__Consigne__: Pour chaque affirmation, dites si elle concorde avec le texte fourni ci-dessous, en répondant oui ou non et en citant exactement les mots du texte qui tranchent. (a) Le chant de l'oiseau n'exprime que la joie. (b) L'oiseau qui a perdu ses petits continue de chanter. (c) L'oiseau connaît plusieurs airs.

__Texte fourni__:
++++++++++++++++++++

Lorsque les premiers silences de la nuit et les derniers murmures du jour luttent sur les coteaux, au bord des fleuves, dans les bois et dans les vallées; Lorsque les forêts se taisent par degrés, que pas une feuille, pas une mousse ne soupire, que la lune est dans le ciel, que l’oreille de l’homme est attentive, le premier chantre de la création entonne ses hymnes à l’Éternel. […] Quelle tendre mélodie! Tantôt ce sont des modulations languissantes, quoique variées; tantôt c’est un air un peu monotone, comme celui de ces vieilles romances françaises, chefs-d’œuvre de simplicité et de mélancolie. Ce chant est aussi souvent la marque de la tristesse que de la joie; l’oiseau qui a perdu ses petits chante encore; c’est encore l’air du temps du bonheur qu’il redit, car il n’en sait qu’un, mais, par un coup de son art, le musicien n’a fait que changer la cléf, et la cantate du plaisir est devenue la complainte de la douleur.

François-René de Chateaubriand (1768-1848), Génie du christianisme, Première partie, livre cinquième, 1802, cité dans Vincent Vivès, La Musique, Anthologie littéraire et philosophique, Paris, Buchet-Chastel, 2011, p.152.

++++++++++++++++++++

Enregistrements d'un jeu de données:
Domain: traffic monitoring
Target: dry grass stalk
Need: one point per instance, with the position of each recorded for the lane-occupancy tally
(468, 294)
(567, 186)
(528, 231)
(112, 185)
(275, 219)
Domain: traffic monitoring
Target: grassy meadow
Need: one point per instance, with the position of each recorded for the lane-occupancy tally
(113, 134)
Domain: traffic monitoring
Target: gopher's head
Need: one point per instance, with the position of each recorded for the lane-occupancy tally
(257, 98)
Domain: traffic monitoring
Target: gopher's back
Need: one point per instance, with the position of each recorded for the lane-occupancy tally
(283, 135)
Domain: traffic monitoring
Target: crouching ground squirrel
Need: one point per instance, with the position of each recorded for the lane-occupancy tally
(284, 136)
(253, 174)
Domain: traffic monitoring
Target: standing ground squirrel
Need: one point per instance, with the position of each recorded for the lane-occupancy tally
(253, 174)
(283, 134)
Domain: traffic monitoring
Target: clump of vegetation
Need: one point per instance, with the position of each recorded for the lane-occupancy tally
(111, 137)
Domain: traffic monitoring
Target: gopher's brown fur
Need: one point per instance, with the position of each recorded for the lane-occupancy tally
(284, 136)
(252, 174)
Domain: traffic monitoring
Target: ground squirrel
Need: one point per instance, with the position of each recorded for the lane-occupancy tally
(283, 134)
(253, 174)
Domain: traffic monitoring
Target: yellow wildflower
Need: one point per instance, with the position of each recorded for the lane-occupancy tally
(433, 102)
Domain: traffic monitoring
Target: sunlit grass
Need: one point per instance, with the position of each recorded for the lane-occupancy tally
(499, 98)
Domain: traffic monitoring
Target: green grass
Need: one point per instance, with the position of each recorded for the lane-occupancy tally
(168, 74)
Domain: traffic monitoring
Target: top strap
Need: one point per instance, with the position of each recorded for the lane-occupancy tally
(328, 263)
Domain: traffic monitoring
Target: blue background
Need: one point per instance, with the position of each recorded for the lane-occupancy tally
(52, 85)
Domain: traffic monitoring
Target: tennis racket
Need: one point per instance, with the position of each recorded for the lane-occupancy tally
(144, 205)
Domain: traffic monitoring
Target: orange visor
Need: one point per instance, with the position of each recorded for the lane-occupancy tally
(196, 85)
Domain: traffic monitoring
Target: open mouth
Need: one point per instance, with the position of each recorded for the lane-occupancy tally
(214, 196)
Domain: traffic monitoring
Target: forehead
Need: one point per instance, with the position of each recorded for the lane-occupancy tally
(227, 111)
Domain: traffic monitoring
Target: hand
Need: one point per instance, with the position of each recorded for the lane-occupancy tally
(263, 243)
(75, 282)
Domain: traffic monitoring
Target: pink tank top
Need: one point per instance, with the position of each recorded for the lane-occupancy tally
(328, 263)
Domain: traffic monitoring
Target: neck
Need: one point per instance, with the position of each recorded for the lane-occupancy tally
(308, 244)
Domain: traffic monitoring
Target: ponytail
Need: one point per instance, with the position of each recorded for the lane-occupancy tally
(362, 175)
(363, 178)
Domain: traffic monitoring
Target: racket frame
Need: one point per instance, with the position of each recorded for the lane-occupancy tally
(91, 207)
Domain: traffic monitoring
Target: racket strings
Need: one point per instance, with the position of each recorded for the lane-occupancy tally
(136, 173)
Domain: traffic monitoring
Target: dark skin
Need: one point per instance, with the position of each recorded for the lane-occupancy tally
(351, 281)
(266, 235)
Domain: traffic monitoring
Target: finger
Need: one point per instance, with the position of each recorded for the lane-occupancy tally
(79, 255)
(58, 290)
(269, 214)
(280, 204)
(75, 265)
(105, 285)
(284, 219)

++++++++++++++++++++

__Réponse__:
(a) Non : « Ce chant est aussi souvent la marque de la tristesse que de la joie »
(b) Oui : « l’oiseau qui a perdu ses petits chante encore »
(c) Non : « car il n’en sait qu’un »